Supplied data ::
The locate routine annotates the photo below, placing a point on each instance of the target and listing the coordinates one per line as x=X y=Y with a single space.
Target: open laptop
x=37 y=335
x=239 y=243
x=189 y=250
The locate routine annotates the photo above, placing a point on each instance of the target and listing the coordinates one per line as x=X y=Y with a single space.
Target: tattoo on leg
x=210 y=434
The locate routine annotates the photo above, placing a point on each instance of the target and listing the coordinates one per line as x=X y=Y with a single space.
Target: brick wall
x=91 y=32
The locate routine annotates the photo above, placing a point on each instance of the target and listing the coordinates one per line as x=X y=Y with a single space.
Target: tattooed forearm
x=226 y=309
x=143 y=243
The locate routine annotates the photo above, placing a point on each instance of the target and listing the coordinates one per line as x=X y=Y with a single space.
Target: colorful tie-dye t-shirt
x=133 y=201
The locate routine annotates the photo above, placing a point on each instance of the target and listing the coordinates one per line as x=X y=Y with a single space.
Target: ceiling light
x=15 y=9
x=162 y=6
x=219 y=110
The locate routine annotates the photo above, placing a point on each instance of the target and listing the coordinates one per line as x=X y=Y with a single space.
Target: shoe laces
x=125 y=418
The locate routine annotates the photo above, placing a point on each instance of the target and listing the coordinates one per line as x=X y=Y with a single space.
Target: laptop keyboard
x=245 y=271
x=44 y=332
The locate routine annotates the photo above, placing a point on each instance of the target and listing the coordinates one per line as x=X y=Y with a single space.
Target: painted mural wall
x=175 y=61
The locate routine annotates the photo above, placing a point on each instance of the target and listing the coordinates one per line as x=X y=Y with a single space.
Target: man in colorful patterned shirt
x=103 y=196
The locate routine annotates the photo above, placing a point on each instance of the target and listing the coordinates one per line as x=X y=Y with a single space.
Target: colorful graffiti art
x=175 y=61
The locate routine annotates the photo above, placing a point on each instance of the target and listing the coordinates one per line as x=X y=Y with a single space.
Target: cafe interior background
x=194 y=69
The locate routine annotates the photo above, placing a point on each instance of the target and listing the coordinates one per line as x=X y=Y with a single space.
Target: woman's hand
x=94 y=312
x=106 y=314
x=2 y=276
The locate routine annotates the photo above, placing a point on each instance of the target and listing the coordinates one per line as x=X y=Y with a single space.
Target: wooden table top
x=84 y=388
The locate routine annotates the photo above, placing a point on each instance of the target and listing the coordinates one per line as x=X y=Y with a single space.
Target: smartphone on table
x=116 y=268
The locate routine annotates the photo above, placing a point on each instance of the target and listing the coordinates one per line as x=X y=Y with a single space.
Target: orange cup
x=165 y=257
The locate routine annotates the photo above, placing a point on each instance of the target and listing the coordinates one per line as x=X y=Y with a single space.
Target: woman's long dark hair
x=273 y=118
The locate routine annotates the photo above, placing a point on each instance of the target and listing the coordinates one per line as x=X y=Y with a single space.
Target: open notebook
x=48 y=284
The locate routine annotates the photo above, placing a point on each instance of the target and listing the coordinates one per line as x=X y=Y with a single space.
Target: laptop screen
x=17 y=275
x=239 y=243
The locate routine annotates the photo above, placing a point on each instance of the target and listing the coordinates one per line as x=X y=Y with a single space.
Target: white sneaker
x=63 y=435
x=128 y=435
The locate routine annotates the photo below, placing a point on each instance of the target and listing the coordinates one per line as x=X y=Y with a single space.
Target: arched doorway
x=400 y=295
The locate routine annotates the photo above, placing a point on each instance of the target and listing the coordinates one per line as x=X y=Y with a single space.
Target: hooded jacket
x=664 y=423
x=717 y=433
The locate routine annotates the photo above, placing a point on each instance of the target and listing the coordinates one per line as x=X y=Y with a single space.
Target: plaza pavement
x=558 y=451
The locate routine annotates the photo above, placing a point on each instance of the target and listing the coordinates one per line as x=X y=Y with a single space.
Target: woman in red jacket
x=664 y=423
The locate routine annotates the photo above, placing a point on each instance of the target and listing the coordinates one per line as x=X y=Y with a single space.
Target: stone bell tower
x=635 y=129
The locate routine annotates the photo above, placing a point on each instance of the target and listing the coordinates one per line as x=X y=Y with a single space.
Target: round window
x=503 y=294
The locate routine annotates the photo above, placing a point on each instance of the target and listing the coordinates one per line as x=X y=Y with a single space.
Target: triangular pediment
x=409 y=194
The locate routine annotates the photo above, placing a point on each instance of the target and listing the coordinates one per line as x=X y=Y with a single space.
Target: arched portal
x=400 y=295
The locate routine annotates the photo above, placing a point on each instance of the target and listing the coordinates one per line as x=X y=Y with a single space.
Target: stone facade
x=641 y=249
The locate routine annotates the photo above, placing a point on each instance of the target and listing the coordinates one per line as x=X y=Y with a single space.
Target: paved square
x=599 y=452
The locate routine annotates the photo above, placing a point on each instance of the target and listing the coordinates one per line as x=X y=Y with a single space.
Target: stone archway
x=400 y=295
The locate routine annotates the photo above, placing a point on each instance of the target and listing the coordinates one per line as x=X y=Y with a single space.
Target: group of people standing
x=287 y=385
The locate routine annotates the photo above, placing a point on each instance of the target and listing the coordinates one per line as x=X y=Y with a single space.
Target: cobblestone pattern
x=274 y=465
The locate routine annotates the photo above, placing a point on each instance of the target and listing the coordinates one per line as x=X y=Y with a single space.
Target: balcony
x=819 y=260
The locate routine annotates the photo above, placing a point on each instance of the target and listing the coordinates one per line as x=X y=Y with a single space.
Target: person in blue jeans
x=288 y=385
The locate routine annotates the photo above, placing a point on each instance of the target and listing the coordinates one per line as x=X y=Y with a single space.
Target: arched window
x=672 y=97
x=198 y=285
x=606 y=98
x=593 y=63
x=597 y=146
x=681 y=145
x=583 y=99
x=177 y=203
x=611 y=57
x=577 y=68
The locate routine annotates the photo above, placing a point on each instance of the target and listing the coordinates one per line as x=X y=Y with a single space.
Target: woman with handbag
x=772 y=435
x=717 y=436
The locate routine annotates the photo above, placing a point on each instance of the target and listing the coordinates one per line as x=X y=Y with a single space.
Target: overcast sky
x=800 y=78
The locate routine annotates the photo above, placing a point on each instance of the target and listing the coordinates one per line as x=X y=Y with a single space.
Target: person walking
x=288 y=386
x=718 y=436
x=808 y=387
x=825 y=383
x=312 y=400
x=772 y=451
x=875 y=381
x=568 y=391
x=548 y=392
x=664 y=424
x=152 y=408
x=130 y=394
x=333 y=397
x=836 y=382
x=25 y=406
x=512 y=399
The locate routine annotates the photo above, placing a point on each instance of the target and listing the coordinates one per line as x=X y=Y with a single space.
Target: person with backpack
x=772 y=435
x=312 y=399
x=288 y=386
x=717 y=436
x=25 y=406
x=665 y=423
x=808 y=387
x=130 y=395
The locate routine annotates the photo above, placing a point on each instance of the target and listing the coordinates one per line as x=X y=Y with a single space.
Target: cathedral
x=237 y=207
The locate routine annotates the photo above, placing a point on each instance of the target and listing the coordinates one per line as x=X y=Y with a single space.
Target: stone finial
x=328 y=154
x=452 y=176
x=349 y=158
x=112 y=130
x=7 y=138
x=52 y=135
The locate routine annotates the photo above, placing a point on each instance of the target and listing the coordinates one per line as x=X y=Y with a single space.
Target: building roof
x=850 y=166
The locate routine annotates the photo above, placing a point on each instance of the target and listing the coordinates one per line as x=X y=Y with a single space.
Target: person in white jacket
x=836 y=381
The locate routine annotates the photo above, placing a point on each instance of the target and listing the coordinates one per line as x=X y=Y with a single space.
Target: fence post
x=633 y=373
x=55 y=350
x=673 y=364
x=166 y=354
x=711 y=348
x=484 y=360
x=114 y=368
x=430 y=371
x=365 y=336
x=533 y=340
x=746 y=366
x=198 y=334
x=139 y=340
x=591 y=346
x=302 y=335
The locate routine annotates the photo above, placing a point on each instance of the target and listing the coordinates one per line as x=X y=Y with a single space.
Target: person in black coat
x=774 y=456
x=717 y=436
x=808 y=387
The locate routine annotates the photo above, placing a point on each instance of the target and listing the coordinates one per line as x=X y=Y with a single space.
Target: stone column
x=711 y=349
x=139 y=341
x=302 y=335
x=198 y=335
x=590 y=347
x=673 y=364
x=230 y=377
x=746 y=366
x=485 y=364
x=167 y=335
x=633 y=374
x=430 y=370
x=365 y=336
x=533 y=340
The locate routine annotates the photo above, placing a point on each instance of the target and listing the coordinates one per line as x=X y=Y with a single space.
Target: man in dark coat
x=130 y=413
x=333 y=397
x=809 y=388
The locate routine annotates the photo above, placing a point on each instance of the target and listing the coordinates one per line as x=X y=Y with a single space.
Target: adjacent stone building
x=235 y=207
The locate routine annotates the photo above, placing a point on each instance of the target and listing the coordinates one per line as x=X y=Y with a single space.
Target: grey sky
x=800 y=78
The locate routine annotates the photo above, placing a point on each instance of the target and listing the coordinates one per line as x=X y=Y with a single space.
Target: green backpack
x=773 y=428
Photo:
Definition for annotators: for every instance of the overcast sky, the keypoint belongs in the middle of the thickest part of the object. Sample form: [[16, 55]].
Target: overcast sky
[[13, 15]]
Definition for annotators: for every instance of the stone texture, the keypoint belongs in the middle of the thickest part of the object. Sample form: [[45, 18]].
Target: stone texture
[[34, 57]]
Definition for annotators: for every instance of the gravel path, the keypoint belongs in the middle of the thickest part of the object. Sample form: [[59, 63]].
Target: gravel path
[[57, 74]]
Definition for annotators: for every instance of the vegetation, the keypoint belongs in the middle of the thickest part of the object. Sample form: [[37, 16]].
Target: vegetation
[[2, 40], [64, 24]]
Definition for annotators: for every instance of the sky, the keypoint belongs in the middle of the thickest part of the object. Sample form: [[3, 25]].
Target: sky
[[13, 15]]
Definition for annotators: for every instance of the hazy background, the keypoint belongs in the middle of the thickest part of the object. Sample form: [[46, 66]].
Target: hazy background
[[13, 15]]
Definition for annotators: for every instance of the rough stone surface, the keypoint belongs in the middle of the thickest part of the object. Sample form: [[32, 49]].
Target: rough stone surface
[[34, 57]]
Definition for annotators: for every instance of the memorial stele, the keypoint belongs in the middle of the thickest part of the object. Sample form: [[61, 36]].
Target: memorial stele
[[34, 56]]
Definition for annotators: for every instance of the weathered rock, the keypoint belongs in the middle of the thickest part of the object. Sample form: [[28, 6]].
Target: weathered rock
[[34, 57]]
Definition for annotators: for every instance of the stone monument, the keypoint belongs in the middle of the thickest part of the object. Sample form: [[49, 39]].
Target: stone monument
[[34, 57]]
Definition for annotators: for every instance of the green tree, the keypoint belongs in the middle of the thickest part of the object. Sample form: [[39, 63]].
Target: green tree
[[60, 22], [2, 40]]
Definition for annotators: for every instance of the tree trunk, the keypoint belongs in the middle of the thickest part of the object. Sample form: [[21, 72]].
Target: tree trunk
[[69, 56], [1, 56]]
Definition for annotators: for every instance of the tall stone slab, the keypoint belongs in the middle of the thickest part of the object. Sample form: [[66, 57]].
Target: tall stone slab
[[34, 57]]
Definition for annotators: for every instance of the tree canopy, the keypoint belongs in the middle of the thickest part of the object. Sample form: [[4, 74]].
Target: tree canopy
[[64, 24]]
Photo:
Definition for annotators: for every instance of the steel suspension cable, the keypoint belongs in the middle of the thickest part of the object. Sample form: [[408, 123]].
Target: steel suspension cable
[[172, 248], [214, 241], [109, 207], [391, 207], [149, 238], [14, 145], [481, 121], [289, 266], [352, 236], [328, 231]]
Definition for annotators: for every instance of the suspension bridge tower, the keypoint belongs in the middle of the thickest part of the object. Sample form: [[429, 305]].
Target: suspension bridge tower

About this task :: Each line of the records with the word "bridge" in it is to be copied.

Exercise response ::
Definition for annotators: for every instance of the suspension bridge tower, the keypoint belongs in the middle of the thickest part of the object. Sample form: [[429, 305]].
Target: suspension bridge tower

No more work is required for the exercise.